SUPPLIED ENTRIES:
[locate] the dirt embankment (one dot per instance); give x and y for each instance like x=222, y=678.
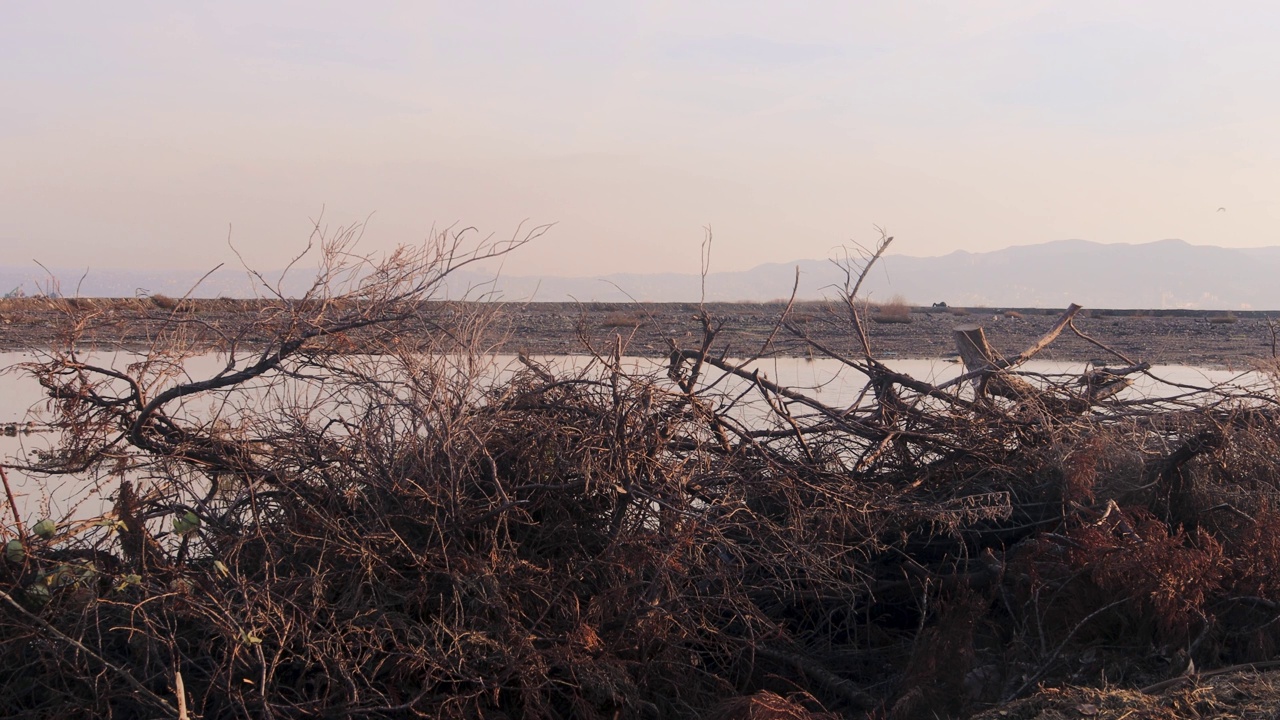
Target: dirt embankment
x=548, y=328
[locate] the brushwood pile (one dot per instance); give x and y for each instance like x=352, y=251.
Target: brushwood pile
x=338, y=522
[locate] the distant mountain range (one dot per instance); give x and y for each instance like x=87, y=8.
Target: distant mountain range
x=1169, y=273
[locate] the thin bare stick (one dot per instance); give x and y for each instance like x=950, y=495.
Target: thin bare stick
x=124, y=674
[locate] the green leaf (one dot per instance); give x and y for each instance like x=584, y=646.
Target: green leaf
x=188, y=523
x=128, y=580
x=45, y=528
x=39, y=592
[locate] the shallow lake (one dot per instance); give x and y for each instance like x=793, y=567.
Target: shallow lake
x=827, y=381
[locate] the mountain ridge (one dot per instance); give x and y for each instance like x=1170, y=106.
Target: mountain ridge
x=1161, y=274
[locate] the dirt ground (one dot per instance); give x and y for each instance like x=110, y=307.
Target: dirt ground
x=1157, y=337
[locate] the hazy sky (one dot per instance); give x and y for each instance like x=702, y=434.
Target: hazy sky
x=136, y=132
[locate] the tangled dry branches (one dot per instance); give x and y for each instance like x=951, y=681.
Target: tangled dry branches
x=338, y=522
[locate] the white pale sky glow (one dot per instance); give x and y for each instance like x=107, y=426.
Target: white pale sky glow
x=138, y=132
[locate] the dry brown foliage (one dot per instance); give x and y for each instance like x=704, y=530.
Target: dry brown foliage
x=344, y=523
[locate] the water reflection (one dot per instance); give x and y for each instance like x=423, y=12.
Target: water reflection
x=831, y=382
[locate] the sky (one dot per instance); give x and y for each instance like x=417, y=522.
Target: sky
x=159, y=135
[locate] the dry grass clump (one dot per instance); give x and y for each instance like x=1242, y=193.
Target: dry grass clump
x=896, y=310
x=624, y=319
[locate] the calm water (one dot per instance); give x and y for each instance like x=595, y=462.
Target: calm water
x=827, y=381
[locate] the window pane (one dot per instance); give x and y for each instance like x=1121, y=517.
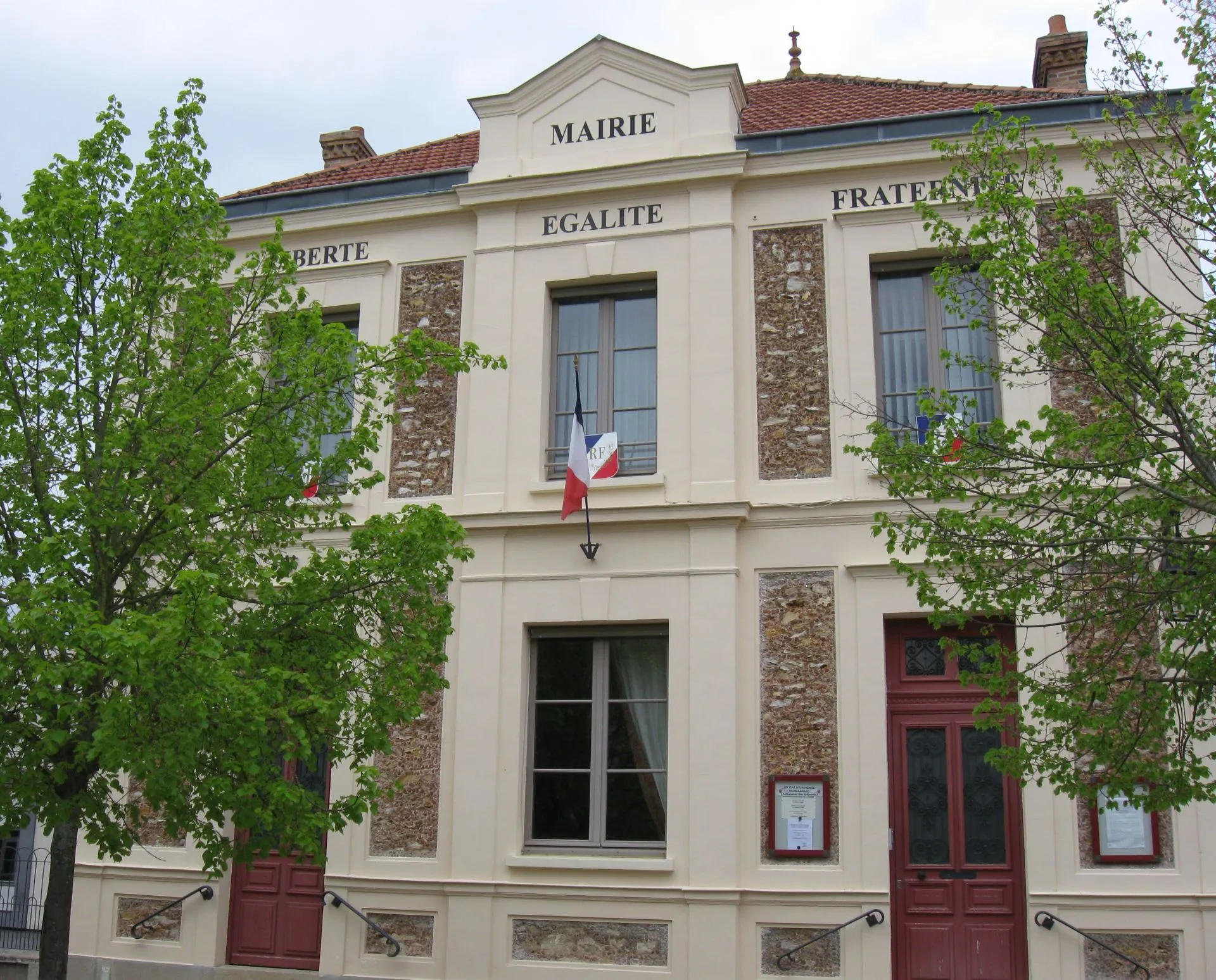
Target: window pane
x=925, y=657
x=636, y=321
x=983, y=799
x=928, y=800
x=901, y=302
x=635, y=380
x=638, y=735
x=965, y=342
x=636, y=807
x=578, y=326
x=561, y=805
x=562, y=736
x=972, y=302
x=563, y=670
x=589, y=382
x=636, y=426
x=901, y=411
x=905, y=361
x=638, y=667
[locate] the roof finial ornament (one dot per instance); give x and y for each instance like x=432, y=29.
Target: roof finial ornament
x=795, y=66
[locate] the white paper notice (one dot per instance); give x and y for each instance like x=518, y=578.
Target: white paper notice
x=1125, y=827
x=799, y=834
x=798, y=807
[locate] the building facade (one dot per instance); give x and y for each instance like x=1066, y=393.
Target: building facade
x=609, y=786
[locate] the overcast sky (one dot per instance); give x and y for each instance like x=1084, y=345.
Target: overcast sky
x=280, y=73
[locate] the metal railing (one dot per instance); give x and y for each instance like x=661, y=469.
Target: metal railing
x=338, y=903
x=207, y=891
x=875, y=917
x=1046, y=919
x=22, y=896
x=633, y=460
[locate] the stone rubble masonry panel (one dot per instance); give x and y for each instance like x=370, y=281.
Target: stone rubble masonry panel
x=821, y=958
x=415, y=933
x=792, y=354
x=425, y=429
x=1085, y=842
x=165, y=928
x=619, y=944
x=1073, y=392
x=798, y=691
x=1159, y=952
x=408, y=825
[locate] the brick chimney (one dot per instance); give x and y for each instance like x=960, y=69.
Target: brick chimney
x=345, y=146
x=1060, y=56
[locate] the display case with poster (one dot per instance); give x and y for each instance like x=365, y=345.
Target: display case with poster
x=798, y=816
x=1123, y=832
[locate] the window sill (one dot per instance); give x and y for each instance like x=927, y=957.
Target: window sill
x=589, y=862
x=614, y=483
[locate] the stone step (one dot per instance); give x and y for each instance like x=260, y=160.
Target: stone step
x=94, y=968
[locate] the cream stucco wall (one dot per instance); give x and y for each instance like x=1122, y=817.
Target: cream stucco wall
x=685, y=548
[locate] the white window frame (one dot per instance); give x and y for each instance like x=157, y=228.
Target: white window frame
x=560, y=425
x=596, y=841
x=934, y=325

AIM OF THE TASK:
Your task is to retype the records above in full and exactly, omitting the pictures.

YOUR SOLUTION:
[locate] the dirt embankment (one dot per instance); give x and y for each instance like x=222, y=678.
Target: dirt embankment
x=548, y=328
[locate] the brushwood pile (one dot per instance); give x and y for each instance like x=352, y=251.
Target: brushwood pile
x=338, y=522
[locate] the distant mountain range (one dot per instance); give x and y for each instance like x=87, y=8.
Target: distant mountain range
x=1169, y=273
[locate] the thin bare stick (one dot per instance); give x and y for each instance like x=950, y=495.
Target: thin bare stick
x=124, y=674
[locate] the green leaf (one dot per instance); give x and y for each instance like x=584, y=646.
Target: green leaf
x=188, y=523
x=128, y=580
x=45, y=528
x=39, y=592
[locate] the shallow lake (one dot per instance); give x and y for each instance like x=793, y=567.
Target: shallow lake
x=827, y=381
[locate] the mountain ridge (one dot per instance); give x and y for each instance like x=1170, y=106.
Target: mountain ridge
x=1161, y=274
[locate] the dirt ground (one dot per instance); give x and y for each instance like x=110, y=307.
Target: dirt ground
x=1157, y=337
[locate] the hazy sky (one dot per instance); give x and y for each instance like x=702, y=434.
Target: hazy sky
x=136, y=132
[locate] the tangled dry branches (one dot per instance); give x and y for each instance like x=951, y=681.
Target: tangled dry branches
x=338, y=522
[locate] the white pale sky glow (one dot per instance); give x and y for each instance like x=107, y=426.
Target: white pale sky glow
x=138, y=132
[locate] the dry brown foliage (one dot per instance); give x and y for each instance like x=704, y=530.
Target: dry brown foliage
x=344, y=523
[locate] the water reflection (one dot per instance); give x and y for each instance like x=423, y=12.
Target: water reflection
x=831, y=382
[locate] the sky (one dot per instance); give x and y for each instance like x=417, y=522.
Target: sky
x=159, y=135
[locate] the dry grass clump (one dot per instance); give x and y for each instance like x=1242, y=193.
Target: dry grass clump
x=896, y=310
x=624, y=319
[locate] the calm water (one dot per instance); give x and y for each instance like x=595, y=462.
Target: calm water
x=827, y=381
[locate] the window pane (one dot per instance); give x and y for each instance like x=1121, y=517.
Target: window pane
x=925, y=657
x=636, y=321
x=983, y=799
x=928, y=800
x=901, y=302
x=635, y=380
x=638, y=735
x=965, y=342
x=636, y=807
x=578, y=326
x=561, y=805
x=562, y=736
x=972, y=302
x=563, y=670
x=589, y=382
x=636, y=426
x=901, y=411
x=905, y=361
x=638, y=667
[locate] the roof finial ornament (one dot per instance); give x and y for each instance like x=432, y=29.
Target: roof finial ornament
x=795, y=66
[locate] the white paper notice (one dot per instance); give x and y for each instance like x=518, y=578.
Target: white paper notice
x=1125, y=827
x=799, y=834
x=798, y=807
[locate] the building facade (one dot per instance); give x and y for each instance like x=1066, y=393.
Target: building facade
x=609, y=786
[locate] the overcast sky (one dot per instance); give x and y for each instance like x=1084, y=345.
Target: overcast sky
x=280, y=73
[locate] the metal railing (one dot per instance); give x and y for each instance like x=661, y=469.
Target: metal railing
x=338, y=903
x=207, y=891
x=875, y=917
x=1046, y=919
x=22, y=896
x=633, y=460
[locate] the stone rubble masonry panel (one dot per instance); give x and y for each instance like x=370, y=281.
Target: stone rubble masonry panel
x=821, y=958
x=415, y=933
x=792, y=354
x=425, y=429
x=1085, y=842
x=165, y=928
x=619, y=944
x=1073, y=392
x=798, y=691
x=1159, y=952
x=408, y=825
[locate] the brick chimney (one dot per instance); give x and y for each instance like x=960, y=69.
Target: brick chimney
x=345, y=146
x=1060, y=56
[locate] the display case with poster (one dot per instance); give x and y for each instance like x=365, y=345.
Target: display case with poster
x=798, y=816
x=1123, y=832
[locate] the window sill (one dot per instance); give x and y for each instance like x=927, y=957.
Target: window sill
x=589, y=862
x=614, y=483
[locate] the stone step (one dot per instance); give x and y for each instance like x=260, y=160.
Target: stone step
x=94, y=968
[locate] the cream stucco wall (one dot per instance); give x and y for each instance like x=1122, y=817.
Target: cream stucco wall
x=685, y=548
[locate] the white window frame (one dot per instance); give x and y for each instance like x=157, y=228.
Target: white window frame
x=560, y=425
x=596, y=841
x=934, y=325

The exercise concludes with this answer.